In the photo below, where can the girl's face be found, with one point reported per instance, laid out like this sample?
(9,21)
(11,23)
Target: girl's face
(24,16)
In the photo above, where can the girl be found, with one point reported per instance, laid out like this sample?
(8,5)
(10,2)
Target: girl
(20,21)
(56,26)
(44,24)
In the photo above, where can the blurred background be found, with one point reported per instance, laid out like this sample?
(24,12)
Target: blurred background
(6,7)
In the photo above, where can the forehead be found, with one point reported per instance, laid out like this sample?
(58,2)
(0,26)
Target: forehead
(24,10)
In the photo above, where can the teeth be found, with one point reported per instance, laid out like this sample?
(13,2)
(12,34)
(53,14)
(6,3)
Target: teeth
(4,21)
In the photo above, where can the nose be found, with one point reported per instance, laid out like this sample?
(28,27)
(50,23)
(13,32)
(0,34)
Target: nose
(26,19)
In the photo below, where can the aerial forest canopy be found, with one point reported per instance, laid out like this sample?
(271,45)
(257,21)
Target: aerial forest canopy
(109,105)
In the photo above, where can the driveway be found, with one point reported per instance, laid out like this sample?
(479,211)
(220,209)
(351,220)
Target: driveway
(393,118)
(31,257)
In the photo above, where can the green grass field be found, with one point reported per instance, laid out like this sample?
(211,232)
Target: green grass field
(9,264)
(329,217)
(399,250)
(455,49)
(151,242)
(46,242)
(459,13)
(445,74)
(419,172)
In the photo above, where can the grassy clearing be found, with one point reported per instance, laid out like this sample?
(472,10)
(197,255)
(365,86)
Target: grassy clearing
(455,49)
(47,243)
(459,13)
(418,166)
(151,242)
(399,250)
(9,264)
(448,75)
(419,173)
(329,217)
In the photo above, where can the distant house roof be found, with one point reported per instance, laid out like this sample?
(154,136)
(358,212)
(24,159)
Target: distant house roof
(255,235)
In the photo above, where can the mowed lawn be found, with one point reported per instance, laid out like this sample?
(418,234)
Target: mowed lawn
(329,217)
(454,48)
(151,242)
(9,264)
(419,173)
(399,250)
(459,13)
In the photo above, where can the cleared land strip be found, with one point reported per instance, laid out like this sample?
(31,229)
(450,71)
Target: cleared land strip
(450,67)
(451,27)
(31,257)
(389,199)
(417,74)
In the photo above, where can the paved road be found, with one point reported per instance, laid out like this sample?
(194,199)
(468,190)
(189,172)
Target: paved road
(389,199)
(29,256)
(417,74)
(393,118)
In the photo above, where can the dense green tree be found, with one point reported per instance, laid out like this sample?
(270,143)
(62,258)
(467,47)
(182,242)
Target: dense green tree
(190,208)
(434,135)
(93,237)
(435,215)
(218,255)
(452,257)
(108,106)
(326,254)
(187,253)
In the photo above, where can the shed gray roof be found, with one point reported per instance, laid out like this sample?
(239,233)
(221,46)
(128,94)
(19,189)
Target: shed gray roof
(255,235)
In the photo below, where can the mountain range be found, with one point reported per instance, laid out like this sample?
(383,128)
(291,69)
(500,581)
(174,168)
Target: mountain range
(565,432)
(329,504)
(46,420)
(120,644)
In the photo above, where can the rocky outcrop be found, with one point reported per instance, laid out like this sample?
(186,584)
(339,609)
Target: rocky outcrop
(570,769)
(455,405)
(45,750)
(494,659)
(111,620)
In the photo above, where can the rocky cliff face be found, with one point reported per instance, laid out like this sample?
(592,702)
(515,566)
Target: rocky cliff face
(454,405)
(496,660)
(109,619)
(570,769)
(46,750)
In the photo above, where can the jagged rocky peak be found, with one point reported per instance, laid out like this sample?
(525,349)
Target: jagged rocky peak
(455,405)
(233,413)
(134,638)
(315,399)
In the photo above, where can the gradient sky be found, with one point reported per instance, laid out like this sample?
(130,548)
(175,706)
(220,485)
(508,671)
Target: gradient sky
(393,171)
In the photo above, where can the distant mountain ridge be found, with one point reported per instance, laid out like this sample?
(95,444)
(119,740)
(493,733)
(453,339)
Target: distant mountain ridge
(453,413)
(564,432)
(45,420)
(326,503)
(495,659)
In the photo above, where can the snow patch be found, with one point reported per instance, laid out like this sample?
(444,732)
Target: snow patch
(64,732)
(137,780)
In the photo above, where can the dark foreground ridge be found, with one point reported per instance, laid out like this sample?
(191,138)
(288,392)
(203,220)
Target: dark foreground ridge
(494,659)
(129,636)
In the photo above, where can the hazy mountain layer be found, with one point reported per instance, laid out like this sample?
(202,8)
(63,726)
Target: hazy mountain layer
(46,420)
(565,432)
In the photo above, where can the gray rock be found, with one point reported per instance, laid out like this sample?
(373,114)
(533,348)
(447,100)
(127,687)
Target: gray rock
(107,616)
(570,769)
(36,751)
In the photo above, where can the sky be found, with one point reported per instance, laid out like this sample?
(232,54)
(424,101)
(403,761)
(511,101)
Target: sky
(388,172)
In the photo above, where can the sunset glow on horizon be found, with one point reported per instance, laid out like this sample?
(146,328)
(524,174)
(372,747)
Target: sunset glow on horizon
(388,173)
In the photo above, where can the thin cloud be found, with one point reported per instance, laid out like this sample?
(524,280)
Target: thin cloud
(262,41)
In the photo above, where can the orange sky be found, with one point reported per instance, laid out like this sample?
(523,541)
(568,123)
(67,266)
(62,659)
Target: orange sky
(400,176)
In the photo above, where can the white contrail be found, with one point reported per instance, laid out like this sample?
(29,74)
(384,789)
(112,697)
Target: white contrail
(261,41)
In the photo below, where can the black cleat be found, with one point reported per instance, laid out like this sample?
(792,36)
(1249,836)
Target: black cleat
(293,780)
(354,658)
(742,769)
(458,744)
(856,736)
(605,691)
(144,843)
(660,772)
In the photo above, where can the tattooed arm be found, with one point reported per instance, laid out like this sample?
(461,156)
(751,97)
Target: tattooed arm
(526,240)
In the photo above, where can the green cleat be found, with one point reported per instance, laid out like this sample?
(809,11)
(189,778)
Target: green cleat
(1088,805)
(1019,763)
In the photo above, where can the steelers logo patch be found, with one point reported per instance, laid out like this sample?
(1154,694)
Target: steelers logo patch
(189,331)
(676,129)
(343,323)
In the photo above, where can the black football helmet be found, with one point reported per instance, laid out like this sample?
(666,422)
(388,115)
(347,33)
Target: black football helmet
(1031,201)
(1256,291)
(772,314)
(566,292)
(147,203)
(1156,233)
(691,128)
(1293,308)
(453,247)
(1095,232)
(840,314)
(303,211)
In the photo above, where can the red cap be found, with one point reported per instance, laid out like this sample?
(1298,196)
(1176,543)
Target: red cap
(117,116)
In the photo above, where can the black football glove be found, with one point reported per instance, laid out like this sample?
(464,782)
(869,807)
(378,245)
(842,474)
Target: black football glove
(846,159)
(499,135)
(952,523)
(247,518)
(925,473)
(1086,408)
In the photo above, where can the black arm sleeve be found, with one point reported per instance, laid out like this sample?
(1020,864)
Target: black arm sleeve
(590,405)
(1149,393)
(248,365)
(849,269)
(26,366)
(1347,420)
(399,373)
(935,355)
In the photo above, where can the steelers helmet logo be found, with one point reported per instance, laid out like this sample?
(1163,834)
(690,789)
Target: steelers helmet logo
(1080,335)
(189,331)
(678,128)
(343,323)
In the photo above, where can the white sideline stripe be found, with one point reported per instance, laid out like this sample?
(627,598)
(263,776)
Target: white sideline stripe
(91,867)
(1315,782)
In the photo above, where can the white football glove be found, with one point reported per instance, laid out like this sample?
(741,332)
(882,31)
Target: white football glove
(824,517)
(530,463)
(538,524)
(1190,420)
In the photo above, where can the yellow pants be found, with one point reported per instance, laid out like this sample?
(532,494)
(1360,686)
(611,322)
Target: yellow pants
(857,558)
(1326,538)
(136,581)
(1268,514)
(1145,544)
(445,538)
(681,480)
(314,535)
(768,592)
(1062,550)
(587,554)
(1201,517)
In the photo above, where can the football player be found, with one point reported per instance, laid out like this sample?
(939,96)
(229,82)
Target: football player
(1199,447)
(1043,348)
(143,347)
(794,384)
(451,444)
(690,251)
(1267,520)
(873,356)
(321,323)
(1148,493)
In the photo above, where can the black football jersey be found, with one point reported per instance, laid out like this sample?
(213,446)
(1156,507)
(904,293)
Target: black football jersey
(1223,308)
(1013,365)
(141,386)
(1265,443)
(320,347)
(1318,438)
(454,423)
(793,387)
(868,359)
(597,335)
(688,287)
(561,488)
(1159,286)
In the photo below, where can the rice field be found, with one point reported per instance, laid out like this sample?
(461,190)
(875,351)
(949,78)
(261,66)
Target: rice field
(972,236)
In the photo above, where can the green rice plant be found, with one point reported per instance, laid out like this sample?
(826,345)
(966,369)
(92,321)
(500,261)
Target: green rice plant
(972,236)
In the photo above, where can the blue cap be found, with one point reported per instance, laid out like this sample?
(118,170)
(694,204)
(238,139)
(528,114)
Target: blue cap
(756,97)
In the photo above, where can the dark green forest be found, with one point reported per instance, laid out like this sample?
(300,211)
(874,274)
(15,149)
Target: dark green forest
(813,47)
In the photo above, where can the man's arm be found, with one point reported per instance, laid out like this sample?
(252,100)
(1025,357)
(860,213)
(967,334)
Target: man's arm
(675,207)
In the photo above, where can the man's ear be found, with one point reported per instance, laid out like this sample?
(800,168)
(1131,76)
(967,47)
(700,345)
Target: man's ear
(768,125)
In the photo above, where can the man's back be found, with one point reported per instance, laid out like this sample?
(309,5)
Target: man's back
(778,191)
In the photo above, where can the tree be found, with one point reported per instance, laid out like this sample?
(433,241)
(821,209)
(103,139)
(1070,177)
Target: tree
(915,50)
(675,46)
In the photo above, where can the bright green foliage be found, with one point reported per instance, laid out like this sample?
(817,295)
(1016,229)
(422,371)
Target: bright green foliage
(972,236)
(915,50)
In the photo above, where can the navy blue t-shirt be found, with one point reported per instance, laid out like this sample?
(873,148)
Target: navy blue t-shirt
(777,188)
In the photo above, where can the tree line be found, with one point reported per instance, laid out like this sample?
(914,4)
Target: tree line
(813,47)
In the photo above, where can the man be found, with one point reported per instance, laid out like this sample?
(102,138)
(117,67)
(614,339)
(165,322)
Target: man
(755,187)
◇ ◇ ◇ ◇
WHAT IS ASKED
Reproduce word for word everything in the data above, from the line containing "In the photo above, where can the navy" down to the final line, including both of those lines.

WRITTEN SOLUTION
In the photo above, where can the navy blue t-shirt be found, with one point reported per instance, laid out like this sample?
(873,148)
Target: navy blue t-shirt
(777,188)
In the photo above, where can the tree line be found, with one point reported per instance, laid out like this sample?
(914,4)
Target: tree line
(813,47)
In the photo above, where can the man be found, with one point reported per instance, laid out like this sample?
(102,138)
(117,67)
(614,339)
(165,322)
Target: man
(755,187)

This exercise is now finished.